**SOURCE**
>> START
# wholesales to operating bowling web sites



## el guapo (Feb 4, 2006)

I am comming out with a full line of unique tees for bowlers. I have 2 done, and am working out prices with a printer, What other info. do I need to know when dealing with retail sites? How do I give myself the best chance of success. 

A newbee to the world of tees!!!! Thanks


----------



## el guapo (Feb 4, 2006)

My appologies I am just trying to learn how to be successful and was just trying to give enough info so people know where i am comming from. I will cont. to grow and learn.


----------



## Rodney (Nov 3, 2004)

> My appologies I am just trying to learn how to be successful


Why are you apologizing? We're all here to learn and share information 

Here are a couple of topics that deal with selling to retailers:
http://www.t-shirtforums.com/showthread.php?t=3855
http://www.t-shirtforums.com/showthread.php?t=1934

If you do a forum search for *retailers*, you will find quite a few more helpful tips.


----------



## Solmu (Aug 15, 2005)

Rodney said:


> Why are you apologizing? We're all here to learn and share information


I had wondered if the "Do NOT Post Self Promotional" etc. warning had claimed another victim?
>> END
**SUPPLIED DATA**
>> START
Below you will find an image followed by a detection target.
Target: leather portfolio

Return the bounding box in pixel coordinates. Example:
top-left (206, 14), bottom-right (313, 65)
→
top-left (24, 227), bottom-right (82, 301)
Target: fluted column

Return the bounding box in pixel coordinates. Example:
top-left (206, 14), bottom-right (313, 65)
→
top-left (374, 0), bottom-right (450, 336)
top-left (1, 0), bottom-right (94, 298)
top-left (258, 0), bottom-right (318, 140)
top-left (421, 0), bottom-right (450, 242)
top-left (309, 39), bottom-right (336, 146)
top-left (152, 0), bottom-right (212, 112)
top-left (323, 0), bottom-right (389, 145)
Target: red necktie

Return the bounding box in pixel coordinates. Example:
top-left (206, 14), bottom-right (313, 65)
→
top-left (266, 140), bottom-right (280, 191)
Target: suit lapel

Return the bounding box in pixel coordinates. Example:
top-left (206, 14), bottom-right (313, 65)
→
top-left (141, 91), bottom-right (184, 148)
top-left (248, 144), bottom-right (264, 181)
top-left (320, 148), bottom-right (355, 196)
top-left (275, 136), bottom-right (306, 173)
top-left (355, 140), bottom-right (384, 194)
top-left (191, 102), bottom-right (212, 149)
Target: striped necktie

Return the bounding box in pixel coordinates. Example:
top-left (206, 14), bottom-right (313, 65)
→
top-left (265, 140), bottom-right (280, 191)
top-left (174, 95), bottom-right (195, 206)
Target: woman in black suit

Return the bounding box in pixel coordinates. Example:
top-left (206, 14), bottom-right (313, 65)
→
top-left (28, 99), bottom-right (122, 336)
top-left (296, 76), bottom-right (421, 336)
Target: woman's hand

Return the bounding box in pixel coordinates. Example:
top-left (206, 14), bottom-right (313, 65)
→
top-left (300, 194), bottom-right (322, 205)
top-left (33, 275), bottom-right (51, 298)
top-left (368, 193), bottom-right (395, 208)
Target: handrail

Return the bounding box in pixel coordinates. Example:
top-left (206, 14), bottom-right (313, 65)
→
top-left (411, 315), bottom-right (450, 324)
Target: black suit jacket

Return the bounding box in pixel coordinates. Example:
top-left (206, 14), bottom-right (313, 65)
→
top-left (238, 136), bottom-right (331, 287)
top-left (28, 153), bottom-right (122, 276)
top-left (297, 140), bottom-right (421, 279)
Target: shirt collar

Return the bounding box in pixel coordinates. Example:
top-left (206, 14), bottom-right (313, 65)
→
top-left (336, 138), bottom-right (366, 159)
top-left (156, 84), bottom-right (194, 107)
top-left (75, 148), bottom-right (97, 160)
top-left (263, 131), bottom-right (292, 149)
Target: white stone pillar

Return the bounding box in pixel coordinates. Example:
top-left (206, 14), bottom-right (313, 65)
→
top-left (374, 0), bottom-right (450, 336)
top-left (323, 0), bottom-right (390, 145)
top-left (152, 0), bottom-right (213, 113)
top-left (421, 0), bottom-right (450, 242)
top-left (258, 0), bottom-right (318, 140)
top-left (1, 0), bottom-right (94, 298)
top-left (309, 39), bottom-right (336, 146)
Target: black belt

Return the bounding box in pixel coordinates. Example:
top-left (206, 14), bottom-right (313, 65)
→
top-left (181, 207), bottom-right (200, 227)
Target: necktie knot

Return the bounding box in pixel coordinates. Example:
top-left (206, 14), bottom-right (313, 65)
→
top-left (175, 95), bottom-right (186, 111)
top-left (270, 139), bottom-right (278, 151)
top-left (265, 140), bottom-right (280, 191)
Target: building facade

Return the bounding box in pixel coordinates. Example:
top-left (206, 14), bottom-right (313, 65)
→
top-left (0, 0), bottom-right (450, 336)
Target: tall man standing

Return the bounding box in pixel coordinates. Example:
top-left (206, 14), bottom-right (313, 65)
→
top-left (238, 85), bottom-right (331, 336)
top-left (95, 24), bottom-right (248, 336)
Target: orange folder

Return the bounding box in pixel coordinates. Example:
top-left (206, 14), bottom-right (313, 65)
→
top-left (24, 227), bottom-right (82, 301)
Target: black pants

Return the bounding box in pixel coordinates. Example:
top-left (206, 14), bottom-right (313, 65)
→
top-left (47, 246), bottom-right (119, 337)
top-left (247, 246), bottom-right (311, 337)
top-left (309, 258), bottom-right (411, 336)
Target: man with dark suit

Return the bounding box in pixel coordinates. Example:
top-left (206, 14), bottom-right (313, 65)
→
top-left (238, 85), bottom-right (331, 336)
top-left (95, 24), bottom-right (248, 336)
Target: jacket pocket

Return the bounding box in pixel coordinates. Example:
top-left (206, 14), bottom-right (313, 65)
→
>> END
**PROBLEMS TO WORK ON**
a – List each distinct username that posts in the bowling tees thread.
b – Check each statement against the bowling tees thread and answer yes or no, quoting the words of the thread that settle it:
(i) The first poster already has two tee designs finished.
(ii) Rodney suggests a forum search for printers.
(iii) Rodney links to three topics about selling to retailers.
c – Please go on with the bowling tees thread from the point where it stops.
The listing plays no part in the work here.

**EXPECTED RESULTS**
a –
- el guapo
- Rodney
- Solmu

b –
(i) Yes: "I have 2 done"
(ii) No: "If you do a forum search for *retailers*"
(iii) No: "Here are a couple of topics that deal with selling to retailers"

c –
I think some new members perceive it as an error message of sorts rather than realising it's a standard disclaimer on every message box?


----------



## Rodney (Nov 3, 2004)

> I think some new members perceive it as an error message of sorts rather than realising it's a standard disclaimer on every message box?


Ahhh, gotcha. Didn't think of that. I probably should change that exclamation point to something else less "alerty".


----------



## el guapo (Feb 4, 2006)

Rodney said:


> Ahhh, gotcha. Didn't think of that. I probably should change that exclamation point to something else less "alerty".


Thats right you got me, I thought I was in big dodo for something. hahahah, Know I know,but that is misleading.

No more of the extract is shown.